## What this task involves
Repeat the data exactly, so that every line matches the original.

## Records shown
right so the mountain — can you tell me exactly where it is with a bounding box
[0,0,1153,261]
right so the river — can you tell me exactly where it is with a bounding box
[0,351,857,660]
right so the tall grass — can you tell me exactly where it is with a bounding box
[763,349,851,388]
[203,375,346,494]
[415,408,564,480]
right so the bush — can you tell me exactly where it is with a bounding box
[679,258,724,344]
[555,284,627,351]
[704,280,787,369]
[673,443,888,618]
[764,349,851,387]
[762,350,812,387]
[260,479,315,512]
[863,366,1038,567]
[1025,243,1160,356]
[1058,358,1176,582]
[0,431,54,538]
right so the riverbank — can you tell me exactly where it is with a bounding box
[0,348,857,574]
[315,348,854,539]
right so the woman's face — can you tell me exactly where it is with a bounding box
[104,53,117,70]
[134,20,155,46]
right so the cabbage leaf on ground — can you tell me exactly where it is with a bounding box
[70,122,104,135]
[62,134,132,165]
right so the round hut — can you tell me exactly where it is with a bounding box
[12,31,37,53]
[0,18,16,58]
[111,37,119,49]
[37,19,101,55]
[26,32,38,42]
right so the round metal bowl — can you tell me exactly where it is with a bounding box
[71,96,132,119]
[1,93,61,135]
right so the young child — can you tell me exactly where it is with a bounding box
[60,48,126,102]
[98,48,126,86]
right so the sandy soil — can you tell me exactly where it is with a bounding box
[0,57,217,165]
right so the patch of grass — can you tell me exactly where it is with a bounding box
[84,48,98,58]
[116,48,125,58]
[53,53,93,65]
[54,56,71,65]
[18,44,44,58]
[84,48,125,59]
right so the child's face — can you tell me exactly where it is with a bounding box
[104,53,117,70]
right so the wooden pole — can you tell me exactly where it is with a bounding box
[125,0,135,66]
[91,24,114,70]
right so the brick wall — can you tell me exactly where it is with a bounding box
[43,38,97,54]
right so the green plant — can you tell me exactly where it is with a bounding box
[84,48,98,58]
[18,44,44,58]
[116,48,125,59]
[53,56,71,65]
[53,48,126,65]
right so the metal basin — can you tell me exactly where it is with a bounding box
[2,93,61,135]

## Answer section
right so the mountain — can you tell me exactly where it is with a bounding box
[0,0,1153,261]
right so the river — can you tell me exactly where it is with a bounding box
[0,351,857,660]
right so the tall grass — can you tell me exactly where it is with a bounding box
[763,349,851,388]
[203,375,346,494]
[415,408,564,480]
right so the bush — can you tell me exactly where it is with a bounding box
[679,258,724,344]
[555,284,627,351]
[704,280,787,369]
[673,443,888,618]
[764,349,851,387]
[762,350,812,387]
[260,479,315,512]
[863,366,1038,567]
[1025,243,1160,356]
[1058,358,1176,582]
[0,431,54,538]
right so the riverbank — can you tell me exactly where it is with a bounding box
[0,348,857,574]
[315,348,854,539]
right so the woman's face — can you tell me exactly where it is with a bounding box
[104,53,117,70]
[134,20,155,46]
right so the cabbage leaf on ground — can you tell me exactly where it is with a bounding box
[70,122,104,135]
[62,134,132,165]
right so the round hut — can you tell me exactly where it is with a bounding box
[12,31,37,53]
[0,18,16,58]
[111,37,119,49]
[37,19,101,55]
[26,32,38,42]
right so the round metal bowl — can you tell me exactly where it is with a bounding box
[71,96,132,119]
[1,93,61,135]
right so the young child — can you tell me exactly where it is with a bounding box
[60,48,126,102]
[98,48,126,86]
right so the sandy soil — can you tell me exactly where it is with a bounding box
[0,57,217,165]
right so the patch of grass — can you tell me exactly where it is with a bounding box
[84,48,98,58]
[116,48,125,58]
[53,53,93,65]
[54,56,71,65]
[18,44,44,58]
[84,48,125,59]
right so the child's face — can you tell me exactly where it is with a bounding box
[104,53,117,70]
right so the wooden pole — can you tell me exactly where it is with a bounding box
[125,0,135,66]
[91,24,114,70]
right so the brick wall — can you tell me exactly where it is with a bounding box
[43,38,97,54]
right so the green plant — can you tell me exactly where it is with a bounding box
[84,48,98,58]
[18,44,44,58]
[116,48,125,59]
[53,56,71,65]
[53,48,126,65]
right so the metal basin — can you tell me exactly where it is with a bounding box
[2,93,61,135]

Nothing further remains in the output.